According to the tips on freezing fruits and vegetables, at what temperature do fruits and vegetables freeze best?

Excerpted passage below:

Quick Tips: How to Freeze Fruits and Vegetables

Blanched Asparagus in Ice Water Bath
Credit: Meredith
  • Choose produce that's ripe and unblemished.
  • Before freezing vegetables, blanch and shock vegetables by boiling them briefly, drain, then plunge into ice water. Dry thoroughly. Why blanch and shock? Blanching prevents enzymes from damaging color, flavor, and nutrients. Blanching also destroys microorganisms that might be lingering on the surface of produce.
  • Freeze fruits and vegetables quickly by spreading them in a single layer on a rimmed sheet pan.
  • When the produce is frozen solid, store in air-tight containers or freezer bags. Fill hard-sided containers to the top and remove as much air as possible from freezer bags. Be sure to date the packages.
  • Fruits and vegetables freeze best at 0 degrees F or colder.

How to Freeze Fruit

  • Wash fruits and set aside damaged fruit. Some fruits freeze best with a sugar or sugar-syrup preparation. Blueberries, currants, and cranberries do fine without sugar.
  • To freeze delicate berries like strawberries or raspberries: Arrange them in a single layer on a baking sheet. Once frozen, transfer to a plastic freezer bag or container. You can also prepare delicate berries with sugar or sugar syrup.
  • For fruits that tend to brown, like apples, peaches, nectarines and apricots, treat with ascorbic acid (Vitamin C). Look for the powdered form in health food stores, drugstores, and some grocery stores in the vitamin aisle. To make an ascorbic acid wash: Dissolve 1/2 teaspoon of ascorbic acid powder (or finely crushed vitamin C tablets) in 3 tablespoons water. Sprinkle this mixture over the cut fruit. An acceptable substitute: Slice the fruit and dip the slices in an acidulated water bath — about one quart water plus a tablespoon of lemon juice — before drying and freezing.

How to Freeze Vegetables

  • Vegetables that hold up well to cooking (corn, peas) generally freeze well.
  • To freeze vegetables, first blanch them briefly in boiling water. Then quickly submerge the vegetables in ice water to prevent them from cooking. Dry thoroughly on paper towel-lined sheet pans. See more on how to blanch and shock vegetables.
  • Freeze vegetables quickly by spreading them in a single layer on a rimmed sheet pan.
  • When the produce is frozen solid, store in air-tight containers or freezer bags. Fill hard-sided containers to the top and remove as much air as possible from freezer bags. Be sure to date the packages.

Packing Produce for the Freezer

Frozen peach slices in freezer bag
Credit: Blaine Moats/Meredith
  • The key to packing fruits and vegetables for freezing is to keep moisture inside the package and air outside. Contact with air can cause changes in flavor and color. Pack fruit and vegetables in air-tight containers or moisture-proof, heavy-duty freezer bags, and force out as much air as possible. Wrap freezer bags in heavy-duty foil and seal with freezer tape. Stay away from plastic sandwich bags, which are not heavy-duty enough.

End of Excerpted passage.
Recorded data below:

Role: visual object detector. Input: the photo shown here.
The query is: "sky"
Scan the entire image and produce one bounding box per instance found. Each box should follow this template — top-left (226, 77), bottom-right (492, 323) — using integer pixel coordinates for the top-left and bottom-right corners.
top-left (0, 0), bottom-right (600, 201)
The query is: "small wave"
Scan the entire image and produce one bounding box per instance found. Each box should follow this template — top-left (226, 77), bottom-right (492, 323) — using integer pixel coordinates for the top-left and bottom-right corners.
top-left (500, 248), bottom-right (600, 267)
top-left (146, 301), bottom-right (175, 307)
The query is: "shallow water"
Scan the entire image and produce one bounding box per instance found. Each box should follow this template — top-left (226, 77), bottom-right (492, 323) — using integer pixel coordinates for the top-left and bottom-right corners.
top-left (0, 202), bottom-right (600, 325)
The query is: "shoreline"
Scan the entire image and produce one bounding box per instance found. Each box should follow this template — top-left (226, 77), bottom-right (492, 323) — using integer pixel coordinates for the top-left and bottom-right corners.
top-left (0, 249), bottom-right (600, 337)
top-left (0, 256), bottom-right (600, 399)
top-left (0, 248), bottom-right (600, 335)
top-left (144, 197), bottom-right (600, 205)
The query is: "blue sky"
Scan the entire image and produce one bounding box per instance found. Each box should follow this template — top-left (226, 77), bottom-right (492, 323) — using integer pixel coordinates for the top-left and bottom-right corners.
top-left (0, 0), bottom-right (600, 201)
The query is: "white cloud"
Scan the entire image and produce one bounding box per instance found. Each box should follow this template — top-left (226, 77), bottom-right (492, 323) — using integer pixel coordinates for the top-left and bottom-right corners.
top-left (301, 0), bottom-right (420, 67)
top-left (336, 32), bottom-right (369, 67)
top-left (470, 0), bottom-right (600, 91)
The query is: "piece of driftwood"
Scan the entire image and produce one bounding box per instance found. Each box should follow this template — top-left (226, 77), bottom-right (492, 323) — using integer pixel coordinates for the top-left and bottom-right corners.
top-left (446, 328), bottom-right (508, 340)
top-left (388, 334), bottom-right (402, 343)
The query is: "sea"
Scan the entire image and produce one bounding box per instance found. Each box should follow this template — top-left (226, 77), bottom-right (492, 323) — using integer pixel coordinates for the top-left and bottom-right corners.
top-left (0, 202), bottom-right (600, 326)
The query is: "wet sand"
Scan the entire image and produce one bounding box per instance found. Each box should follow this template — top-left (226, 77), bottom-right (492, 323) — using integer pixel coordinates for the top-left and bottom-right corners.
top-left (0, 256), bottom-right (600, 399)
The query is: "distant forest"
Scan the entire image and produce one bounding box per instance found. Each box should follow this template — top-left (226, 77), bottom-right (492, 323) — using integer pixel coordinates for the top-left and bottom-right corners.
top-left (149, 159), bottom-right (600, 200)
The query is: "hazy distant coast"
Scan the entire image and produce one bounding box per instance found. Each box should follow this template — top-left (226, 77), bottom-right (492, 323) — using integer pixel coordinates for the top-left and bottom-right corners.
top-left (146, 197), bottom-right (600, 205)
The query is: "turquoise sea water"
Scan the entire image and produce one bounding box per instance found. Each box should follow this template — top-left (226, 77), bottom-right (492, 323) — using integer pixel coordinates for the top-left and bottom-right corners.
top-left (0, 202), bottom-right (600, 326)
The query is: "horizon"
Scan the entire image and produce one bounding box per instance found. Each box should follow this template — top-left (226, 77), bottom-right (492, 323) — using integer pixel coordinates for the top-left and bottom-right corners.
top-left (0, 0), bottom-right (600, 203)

End of Recorded data.

• _The answer_
At 0 degrees F or colder.